◆ The problem ◆
Give the data again in full, with every character unchanged.

◆ The data ◆
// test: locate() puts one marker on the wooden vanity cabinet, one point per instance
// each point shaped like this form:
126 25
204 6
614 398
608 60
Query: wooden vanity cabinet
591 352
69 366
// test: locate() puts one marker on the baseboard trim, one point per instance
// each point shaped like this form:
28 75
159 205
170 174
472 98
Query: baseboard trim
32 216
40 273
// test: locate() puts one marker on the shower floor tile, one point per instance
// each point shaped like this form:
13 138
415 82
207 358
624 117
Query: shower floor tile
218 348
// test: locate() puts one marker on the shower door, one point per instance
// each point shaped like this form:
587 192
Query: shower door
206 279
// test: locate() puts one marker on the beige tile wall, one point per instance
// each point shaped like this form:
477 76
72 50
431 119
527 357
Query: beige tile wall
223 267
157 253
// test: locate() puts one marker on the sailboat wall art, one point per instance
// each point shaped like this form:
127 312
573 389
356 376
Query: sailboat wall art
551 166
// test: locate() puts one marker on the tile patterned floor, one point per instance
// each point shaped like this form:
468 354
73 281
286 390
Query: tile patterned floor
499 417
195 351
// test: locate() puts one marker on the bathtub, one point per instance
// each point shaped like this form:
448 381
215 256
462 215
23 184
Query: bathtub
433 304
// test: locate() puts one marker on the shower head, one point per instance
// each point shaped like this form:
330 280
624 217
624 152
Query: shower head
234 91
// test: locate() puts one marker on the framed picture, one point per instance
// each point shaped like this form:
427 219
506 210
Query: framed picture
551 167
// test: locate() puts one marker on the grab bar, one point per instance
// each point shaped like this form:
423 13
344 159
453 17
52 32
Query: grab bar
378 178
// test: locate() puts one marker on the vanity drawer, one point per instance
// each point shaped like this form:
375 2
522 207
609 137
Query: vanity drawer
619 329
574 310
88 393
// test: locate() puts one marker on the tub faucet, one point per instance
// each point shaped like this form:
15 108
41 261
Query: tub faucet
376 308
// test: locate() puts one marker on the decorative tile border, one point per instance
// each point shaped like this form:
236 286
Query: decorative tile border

◆ Written solution ◆
// test: locate() puts one marker on the wooden vanity cabinet, one point per instance
// each point shaped like this form:
126 25
204 6
614 398
608 60
Query: wooden vanity cabinet
591 352
69 366
// test: locate() puts one marker on the baseboard trim, one point per instance
// each point shaped like this form:
28 75
159 205
170 174
472 98
Query: baseboard trim
32 216
40 273
// test: locate() puts one marker on the shower floor tile, one point per instance
// each point shaped like this form:
13 138
415 82
207 358
624 117
Query: shower floor tile
218 348
// test: locate() puts one marker on the shower door, one point per instance
// each point shaped like this form:
587 192
Query: shower door
206 279
// test: locate() puts one marker on the beige tile wall, one point per instance
// each point shaped like this form:
477 76
72 50
431 119
527 357
Query: beige tile wall
223 267
157 253
// test: locate() puts one marker on the sailboat wall art, one point per instance
// each point shaped like this form:
127 312
573 389
356 376
Query: sailboat wall art
551 166
// test: locate() puts one marker on the tile patterned floor, one point per instance
// each point shaped like this form:
468 354
73 281
286 390
Query: tile patterned floor
499 417
195 351
// test: locate() puts one marker on the bathtub, one point per instance
// each point shaped like this form:
448 381
215 256
462 215
23 184
Query: bathtub
433 304
// test: locate() puts one marker on the shower head, one point per instance
// each point shaped like this form:
330 280
624 217
624 152
Query: shower head
234 91
// test: locate() puts one marker on the framed picture, one point per instance
// each point shaped like this form:
427 219
506 210
Query: framed picture
551 167
// test: locate() puts one marker on the grab bar, one point per instance
// each point shaped like this form:
423 13
344 159
453 17
52 32
Query: grab bar
378 178
// test: locate() puts one marker on the vanity drawer, one point per instance
// each point shaped like this form:
375 2
522 207
609 137
Query: vanity drawer
619 329
574 310
88 393
// test: locate() puts one marker on the tub faucet, one point per instance
// each point shaped like this form:
15 108
41 261
Query: tub faucet
376 308
// test: locate() puts one marker on the decorative tile border, one point per instance
// each point shaped like this form:
236 286
Query: decorative tile border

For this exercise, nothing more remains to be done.